Task - Copy out all the items below, putting "receives one point" in place of every "gets a single marker" and keeping everything else the same. Leave the pictures out.

Records for this task -
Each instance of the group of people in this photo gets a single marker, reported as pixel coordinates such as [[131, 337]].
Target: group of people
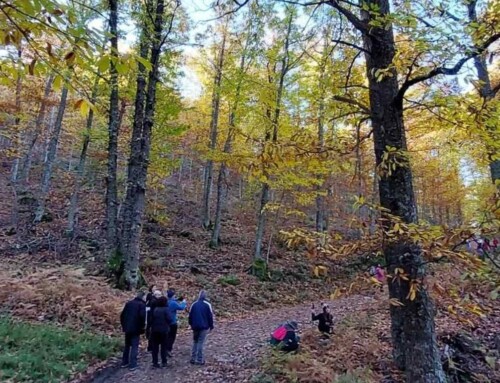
[[155, 315]]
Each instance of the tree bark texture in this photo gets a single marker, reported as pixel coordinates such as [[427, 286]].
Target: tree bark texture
[[487, 94], [412, 327], [73, 206], [274, 119], [51, 156], [33, 137], [135, 202], [214, 123], [113, 132]]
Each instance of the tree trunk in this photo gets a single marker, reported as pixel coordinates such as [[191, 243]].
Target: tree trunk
[[50, 157], [136, 192], [214, 122], [28, 155], [73, 207], [221, 191], [487, 94], [265, 191], [113, 131], [17, 119], [412, 327]]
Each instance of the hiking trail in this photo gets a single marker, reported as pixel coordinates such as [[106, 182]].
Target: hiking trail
[[232, 349]]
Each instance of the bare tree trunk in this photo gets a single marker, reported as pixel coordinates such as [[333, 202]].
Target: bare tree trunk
[[207, 182], [73, 207], [113, 132], [221, 191], [136, 193], [50, 157], [412, 324], [28, 155], [17, 119], [264, 197]]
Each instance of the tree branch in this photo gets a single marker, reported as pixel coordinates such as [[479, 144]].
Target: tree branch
[[444, 70], [348, 100]]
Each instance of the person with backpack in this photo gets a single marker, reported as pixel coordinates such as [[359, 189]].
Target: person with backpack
[[201, 321], [324, 318], [133, 319], [173, 305], [160, 327], [285, 336]]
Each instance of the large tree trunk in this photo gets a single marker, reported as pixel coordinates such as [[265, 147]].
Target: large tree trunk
[[51, 155], [214, 123], [413, 332], [73, 206], [113, 131], [137, 177], [33, 138]]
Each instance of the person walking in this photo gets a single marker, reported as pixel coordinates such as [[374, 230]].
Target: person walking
[[160, 327], [201, 321], [133, 318], [174, 305]]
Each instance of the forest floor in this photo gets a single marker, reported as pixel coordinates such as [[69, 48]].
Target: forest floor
[[233, 349]]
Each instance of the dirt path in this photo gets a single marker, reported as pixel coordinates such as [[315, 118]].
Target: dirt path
[[232, 350]]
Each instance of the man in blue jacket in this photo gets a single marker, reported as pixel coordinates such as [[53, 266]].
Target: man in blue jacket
[[173, 306], [201, 321], [133, 319]]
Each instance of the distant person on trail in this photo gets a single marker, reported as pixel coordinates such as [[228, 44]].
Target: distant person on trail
[[324, 318], [160, 327], [133, 319], [380, 275], [153, 301], [285, 336], [174, 304], [201, 321]]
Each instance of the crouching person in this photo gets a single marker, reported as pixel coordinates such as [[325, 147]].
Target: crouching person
[[285, 337]]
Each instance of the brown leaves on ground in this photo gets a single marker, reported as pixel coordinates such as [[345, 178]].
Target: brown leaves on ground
[[61, 295]]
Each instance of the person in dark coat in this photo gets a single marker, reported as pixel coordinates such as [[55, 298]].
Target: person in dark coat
[[201, 321], [160, 326], [133, 318], [151, 303], [325, 320], [174, 304]]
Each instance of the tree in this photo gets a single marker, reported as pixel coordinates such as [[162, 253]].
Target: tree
[[214, 121], [113, 127], [140, 144]]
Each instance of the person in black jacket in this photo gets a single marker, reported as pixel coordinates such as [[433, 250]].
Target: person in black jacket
[[132, 319], [160, 326], [325, 320], [151, 301]]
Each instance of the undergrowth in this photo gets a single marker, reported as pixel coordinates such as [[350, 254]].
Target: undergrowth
[[45, 353]]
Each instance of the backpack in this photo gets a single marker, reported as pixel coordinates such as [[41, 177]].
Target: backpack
[[280, 333]]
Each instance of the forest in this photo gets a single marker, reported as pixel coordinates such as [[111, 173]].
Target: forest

The output -
Each instance of the group of people in this photo receives one point, reported as pixel coordinates such as [[131, 337]].
Target: group of people
[[155, 315]]
Each instance of the tree bark texture in this photo receives one point, reported as pixel coordinates such as [[427, 286]].
Target: tree bark texture
[[487, 94], [412, 327], [73, 206], [274, 119], [51, 156], [33, 137], [135, 202], [214, 123], [113, 132]]
Each instance of the tree trunk in this photo receives one point, reported as pixel coordinates such as [[191, 243]].
Target: tree trunk
[[50, 157], [136, 192], [214, 122], [28, 155], [73, 207], [221, 191], [487, 94], [265, 191], [113, 131], [17, 119], [412, 327]]
Each instance of the hiking trail in this photo receives one point, reported as pixel coordinates such as [[106, 182]].
Target: hiking trail
[[232, 349]]
Each instance of the bare tree trunk in this photo receives one point, reported as pixel coordinates such as [[333, 202]].
Target: bare tree trunk
[[207, 182], [73, 207], [113, 132], [221, 191], [136, 193], [50, 157], [412, 324], [28, 155], [17, 119], [264, 197]]
Each instance of the tree branch in this photo receives one point, reported as pixel coordinates such as [[479, 144]].
Target: tree branch
[[444, 70], [348, 100]]
Each instance of the person with backpack in this photo receives one point, reported as pixel coordinates such as [[359, 189]].
Target: person with backpack
[[201, 321], [324, 318], [133, 319], [173, 305], [160, 327], [285, 336]]
Each instance of the large tree trunk in this photo receives one point, reported as pixel coordinates such as [[265, 147]].
Target: large tree trunk
[[51, 155], [214, 123], [413, 332], [73, 206], [113, 131], [137, 177], [33, 138]]
Each instance of the person walking in this photo receives one point, reported as pixel coordinates such as [[374, 230]].
Target: person walking
[[160, 327], [201, 321], [133, 318], [174, 305]]
Each instance of the forest floor in this photo receives one point, reported as pixel coordinates such as [[69, 48]].
Target: forest floor
[[233, 349]]
Each instance of the dirt path in this photo receives one point, reported as pixel coordinates such as [[315, 118]].
Target: dirt path
[[232, 350]]
Each instance of the man in blue jacket in this photo receives one point, reported as pixel coordinates such as [[53, 266]].
Target: man in blue jacket
[[173, 306], [201, 321], [133, 319]]
Each instance of the distant person on trail in this photo receives one point, reported as pixel coordinates such as [[228, 44]].
Target: distant person on trail
[[324, 318], [160, 327], [133, 319], [380, 275], [153, 301], [285, 336], [174, 304], [201, 321]]
Each instance of the crouching person in this photo receives one point, reported as pixel coordinates such as [[325, 147]].
Target: crouching person
[[285, 337]]
Each instance of the brown leaves on ground in this photo receives one point, reported as pixel coordinates such as [[345, 178]].
Target: brown leaves on ground
[[61, 295]]
Each instance of the person in dark coat in this photo receives one point, reported as pixel coordinates such as [[55, 298]].
Target: person in dark coat
[[201, 321], [160, 326], [133, 318], [151, 303], [325, 320], [174, 304]]
Each instance of the tree in this photo receives one point, reported as pixel coordinates such as [[162, 253]].
Target: tree
[[214, 121], [113, 127], [140, 144]]
Each instance of the person in black jacket in this photo receives one point, reported as pixel coordinates such as [[433, 250]].
Target: person in black jacket
[[132, 319], [160, 326], [325, 320], [151, 301]]
Each instance of the undergrowth in this photo receives one point, reported as pixel coordinates such as [[350, 254]].
Target: undergrowth
[[45, 353]]
Each instance of the backpack in this photo receives one point, reported as pixel coordinates such as [[41, 177]].
Target: backpack
[[280, 333]]
Each instance of the forest in this photo receives one point, reported as pixel coordinates such as [[111, 173]].
Target: forest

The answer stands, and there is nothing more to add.